(Excerpts of pointing data)

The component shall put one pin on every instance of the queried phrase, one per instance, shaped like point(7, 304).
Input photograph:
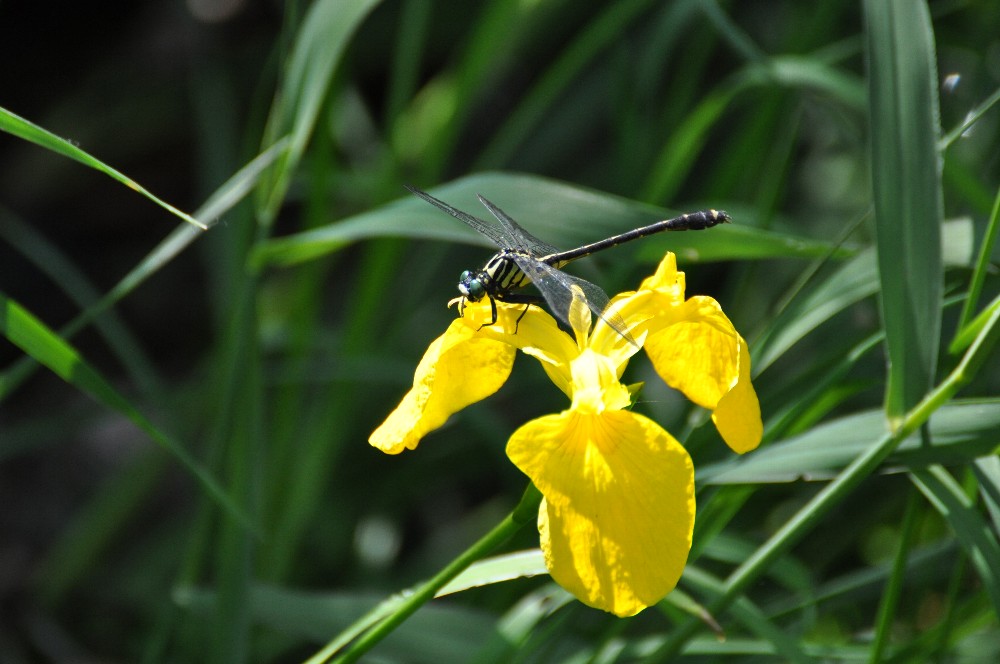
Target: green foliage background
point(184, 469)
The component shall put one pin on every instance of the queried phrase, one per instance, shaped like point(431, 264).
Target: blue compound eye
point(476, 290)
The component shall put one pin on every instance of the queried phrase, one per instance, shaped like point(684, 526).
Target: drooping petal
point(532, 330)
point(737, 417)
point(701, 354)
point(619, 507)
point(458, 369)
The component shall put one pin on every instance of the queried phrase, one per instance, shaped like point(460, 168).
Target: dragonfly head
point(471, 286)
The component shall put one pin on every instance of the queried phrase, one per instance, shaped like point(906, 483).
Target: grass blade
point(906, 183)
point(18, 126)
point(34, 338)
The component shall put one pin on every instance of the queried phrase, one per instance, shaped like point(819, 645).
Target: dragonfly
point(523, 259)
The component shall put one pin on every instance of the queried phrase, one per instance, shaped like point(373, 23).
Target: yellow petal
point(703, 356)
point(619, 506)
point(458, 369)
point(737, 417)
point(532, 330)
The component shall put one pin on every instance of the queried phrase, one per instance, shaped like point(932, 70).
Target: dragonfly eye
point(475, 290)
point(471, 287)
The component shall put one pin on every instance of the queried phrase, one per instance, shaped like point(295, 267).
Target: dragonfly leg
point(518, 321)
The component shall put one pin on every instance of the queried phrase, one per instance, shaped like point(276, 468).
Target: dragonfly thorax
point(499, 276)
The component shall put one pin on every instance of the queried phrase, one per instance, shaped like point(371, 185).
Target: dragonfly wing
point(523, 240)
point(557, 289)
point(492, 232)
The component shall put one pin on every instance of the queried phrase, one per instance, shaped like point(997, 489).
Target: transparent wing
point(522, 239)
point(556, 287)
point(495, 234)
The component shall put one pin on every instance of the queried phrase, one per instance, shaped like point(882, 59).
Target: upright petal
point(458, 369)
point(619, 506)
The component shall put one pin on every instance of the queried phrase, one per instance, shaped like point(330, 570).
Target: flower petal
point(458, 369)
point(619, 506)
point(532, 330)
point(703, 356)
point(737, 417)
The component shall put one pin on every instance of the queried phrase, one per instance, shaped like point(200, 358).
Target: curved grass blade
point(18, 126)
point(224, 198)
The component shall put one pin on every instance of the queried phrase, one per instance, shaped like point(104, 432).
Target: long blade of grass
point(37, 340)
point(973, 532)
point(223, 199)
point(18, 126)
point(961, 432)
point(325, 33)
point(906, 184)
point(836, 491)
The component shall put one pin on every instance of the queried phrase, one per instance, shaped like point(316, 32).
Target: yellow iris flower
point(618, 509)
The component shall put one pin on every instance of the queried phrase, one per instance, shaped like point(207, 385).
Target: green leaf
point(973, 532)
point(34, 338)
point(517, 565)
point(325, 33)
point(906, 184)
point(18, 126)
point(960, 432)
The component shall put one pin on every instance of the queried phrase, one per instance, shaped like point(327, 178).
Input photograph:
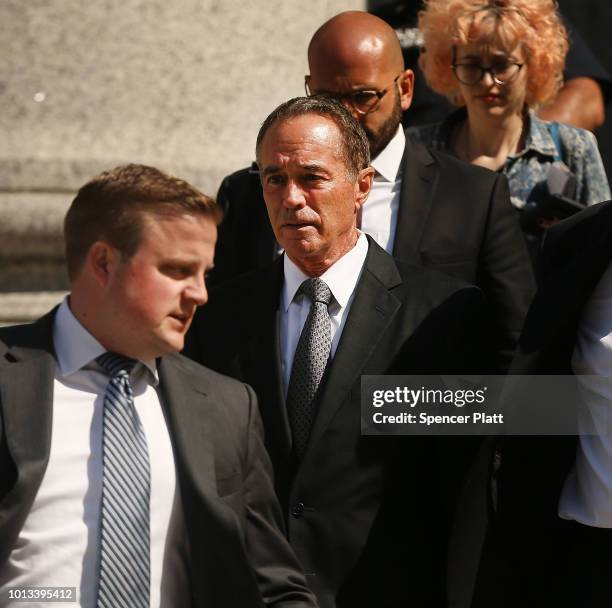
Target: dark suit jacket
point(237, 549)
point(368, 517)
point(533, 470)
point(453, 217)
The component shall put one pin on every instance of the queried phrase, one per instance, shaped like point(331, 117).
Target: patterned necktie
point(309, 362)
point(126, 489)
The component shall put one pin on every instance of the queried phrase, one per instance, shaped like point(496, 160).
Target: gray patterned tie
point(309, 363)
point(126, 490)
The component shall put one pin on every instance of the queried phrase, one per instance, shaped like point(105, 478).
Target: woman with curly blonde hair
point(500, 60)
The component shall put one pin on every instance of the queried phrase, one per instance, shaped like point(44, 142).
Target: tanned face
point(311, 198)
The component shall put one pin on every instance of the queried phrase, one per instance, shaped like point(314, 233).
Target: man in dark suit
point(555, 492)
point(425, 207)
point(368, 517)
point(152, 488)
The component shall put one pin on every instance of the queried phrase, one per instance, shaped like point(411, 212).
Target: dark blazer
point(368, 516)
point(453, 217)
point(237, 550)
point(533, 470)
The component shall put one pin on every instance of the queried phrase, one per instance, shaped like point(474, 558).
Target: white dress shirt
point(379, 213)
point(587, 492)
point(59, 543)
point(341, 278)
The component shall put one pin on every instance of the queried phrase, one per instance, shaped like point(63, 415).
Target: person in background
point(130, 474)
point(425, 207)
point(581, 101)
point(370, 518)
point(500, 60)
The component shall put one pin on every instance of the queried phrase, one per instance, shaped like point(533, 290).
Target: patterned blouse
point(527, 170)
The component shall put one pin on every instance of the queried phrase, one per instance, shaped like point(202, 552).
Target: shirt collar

---

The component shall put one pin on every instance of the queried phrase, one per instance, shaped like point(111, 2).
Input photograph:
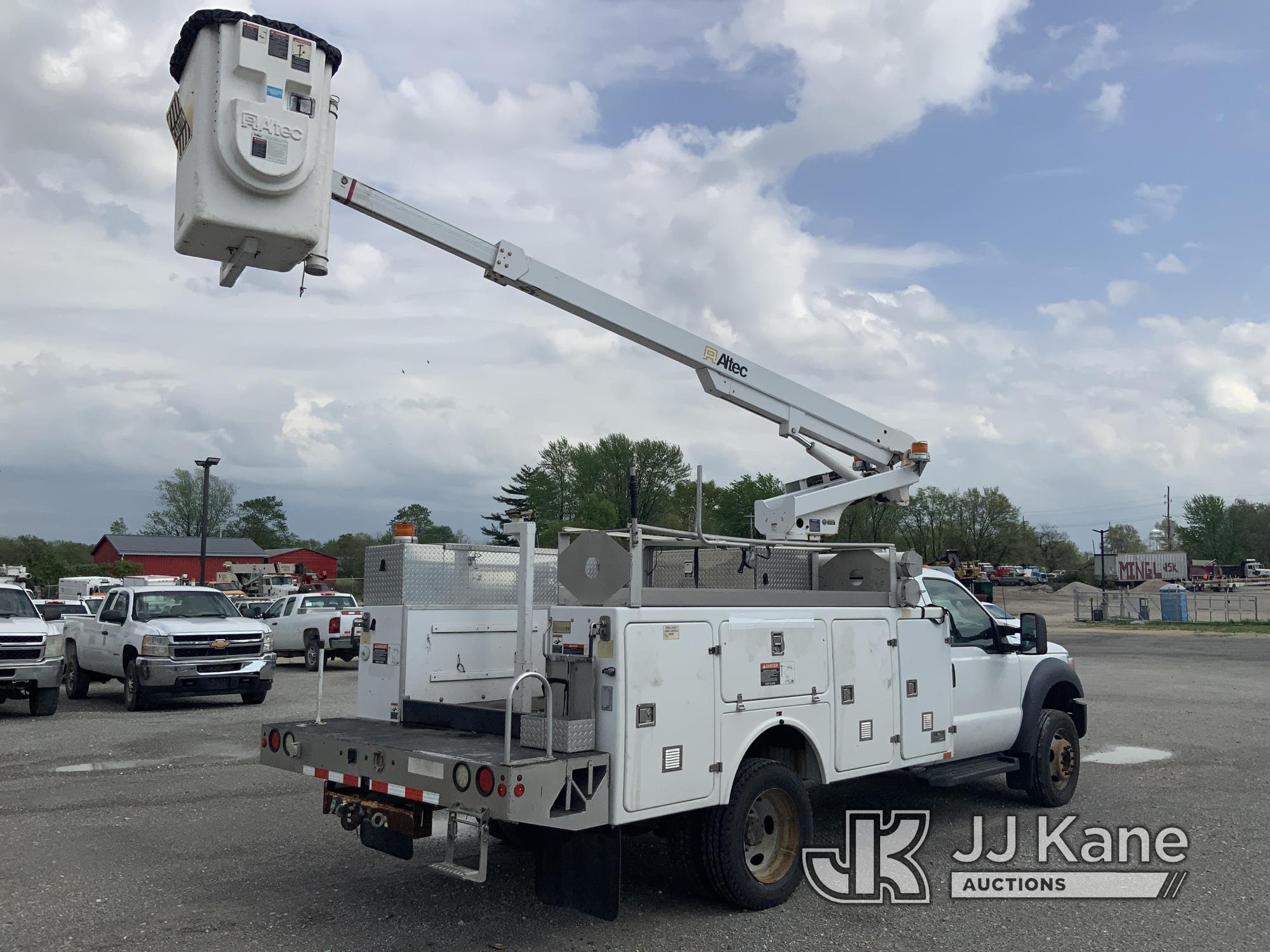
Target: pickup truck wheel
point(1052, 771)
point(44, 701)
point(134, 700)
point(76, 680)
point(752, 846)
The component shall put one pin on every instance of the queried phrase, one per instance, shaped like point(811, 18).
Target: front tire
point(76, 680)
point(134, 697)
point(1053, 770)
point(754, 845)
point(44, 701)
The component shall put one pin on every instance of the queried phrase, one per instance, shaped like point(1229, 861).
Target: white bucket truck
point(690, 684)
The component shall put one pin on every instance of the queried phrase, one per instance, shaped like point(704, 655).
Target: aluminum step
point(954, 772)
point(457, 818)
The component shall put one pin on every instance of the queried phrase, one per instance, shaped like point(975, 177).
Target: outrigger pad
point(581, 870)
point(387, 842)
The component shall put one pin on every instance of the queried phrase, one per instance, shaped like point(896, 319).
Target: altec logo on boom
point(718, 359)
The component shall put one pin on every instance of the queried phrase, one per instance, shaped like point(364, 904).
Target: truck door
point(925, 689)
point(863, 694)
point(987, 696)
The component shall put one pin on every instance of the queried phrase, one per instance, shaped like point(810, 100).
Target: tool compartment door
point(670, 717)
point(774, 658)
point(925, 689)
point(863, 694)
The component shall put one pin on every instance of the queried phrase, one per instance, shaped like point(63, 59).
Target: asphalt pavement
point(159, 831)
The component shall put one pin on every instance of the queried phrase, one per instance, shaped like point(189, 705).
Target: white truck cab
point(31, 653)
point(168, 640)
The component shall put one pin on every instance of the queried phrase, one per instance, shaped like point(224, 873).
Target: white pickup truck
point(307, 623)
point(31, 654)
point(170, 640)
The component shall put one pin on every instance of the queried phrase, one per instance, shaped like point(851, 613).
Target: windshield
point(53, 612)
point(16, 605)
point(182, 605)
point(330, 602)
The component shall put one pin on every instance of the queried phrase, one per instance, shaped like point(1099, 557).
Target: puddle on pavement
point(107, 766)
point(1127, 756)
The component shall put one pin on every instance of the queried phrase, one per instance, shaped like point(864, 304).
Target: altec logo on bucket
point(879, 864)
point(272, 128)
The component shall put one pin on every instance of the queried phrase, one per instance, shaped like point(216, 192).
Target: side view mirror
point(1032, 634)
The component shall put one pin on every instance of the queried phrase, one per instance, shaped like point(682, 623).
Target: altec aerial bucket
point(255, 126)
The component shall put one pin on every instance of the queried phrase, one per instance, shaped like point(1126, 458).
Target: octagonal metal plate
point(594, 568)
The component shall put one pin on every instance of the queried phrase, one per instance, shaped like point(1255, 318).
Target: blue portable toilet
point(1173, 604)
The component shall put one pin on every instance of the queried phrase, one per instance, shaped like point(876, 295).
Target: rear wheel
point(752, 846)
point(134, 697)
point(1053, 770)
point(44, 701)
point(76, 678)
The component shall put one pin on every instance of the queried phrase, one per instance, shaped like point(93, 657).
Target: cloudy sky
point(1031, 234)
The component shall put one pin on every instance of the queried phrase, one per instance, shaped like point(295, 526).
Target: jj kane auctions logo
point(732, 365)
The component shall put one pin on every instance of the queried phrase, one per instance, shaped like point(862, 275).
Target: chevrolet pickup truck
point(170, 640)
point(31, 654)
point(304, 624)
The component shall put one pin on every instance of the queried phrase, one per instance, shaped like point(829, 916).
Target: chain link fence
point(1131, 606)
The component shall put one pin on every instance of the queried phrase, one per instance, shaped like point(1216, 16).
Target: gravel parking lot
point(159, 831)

...

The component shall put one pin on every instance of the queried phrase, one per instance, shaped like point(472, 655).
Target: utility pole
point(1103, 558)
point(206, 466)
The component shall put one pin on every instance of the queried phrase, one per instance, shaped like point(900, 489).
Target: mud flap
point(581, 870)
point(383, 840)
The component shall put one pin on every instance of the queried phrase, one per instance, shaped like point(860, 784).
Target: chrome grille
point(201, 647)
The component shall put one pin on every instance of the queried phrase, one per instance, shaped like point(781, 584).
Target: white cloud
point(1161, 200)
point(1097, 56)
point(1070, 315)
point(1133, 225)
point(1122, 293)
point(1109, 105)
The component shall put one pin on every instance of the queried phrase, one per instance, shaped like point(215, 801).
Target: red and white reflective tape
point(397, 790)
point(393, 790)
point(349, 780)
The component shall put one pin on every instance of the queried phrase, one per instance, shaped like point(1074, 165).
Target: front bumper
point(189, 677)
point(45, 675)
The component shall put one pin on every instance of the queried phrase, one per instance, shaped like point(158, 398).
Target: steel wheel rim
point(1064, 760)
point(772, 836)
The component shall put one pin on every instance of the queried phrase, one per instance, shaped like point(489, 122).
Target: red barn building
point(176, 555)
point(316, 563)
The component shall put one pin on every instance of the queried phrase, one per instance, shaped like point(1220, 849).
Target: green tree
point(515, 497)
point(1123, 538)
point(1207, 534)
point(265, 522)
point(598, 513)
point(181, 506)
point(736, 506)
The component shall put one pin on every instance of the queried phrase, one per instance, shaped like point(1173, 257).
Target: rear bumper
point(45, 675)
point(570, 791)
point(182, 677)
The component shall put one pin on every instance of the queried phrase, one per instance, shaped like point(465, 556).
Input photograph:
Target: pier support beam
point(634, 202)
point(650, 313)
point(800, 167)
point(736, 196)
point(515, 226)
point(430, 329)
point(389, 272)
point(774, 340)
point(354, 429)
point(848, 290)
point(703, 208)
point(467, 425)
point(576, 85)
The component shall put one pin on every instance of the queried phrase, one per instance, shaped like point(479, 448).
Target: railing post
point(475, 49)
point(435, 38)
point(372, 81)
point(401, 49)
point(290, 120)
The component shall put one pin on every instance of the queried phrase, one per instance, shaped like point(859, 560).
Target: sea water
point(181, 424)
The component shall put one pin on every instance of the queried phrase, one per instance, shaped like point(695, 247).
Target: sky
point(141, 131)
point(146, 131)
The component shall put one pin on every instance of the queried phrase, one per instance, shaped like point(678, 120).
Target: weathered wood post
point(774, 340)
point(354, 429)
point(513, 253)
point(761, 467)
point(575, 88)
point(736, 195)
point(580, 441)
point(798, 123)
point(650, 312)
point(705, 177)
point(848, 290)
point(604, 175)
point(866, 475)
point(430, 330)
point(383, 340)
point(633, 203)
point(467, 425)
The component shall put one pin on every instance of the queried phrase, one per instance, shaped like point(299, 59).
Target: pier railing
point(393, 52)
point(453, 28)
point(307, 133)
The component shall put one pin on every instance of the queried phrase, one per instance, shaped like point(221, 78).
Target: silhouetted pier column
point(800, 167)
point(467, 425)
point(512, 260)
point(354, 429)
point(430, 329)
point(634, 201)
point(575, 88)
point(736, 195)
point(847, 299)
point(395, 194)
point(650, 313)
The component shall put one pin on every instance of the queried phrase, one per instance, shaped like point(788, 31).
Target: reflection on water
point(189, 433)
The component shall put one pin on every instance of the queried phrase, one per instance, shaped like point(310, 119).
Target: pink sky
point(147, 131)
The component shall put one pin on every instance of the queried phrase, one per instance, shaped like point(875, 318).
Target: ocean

_Work to complete:_ Recast the items from the line containing "like point(327, 178)." through the line containing "point(126, 489)", inclusive, as a JSON list of strings, one string per line, with blank lines omitted. Leave the pictures out of the answer.

_The completed task:_
[
  "The component shall put one pin on every instance of the queried phrase, one per instance, shaped like point(327, 178).",
  "Input photograph:",
  "Target: dark suit jacket",
  "point(237, 549)",
  "point(368, 517)",
  "point(533, 470)",
  "point(453, 217)",
  "The component shall put one pin on every instance of the queried phrase, one per instance, shaped like point(331, 117).",
  "Target: patterned necktie",
  "point(309, 362)",
  "point(126, 489)"
]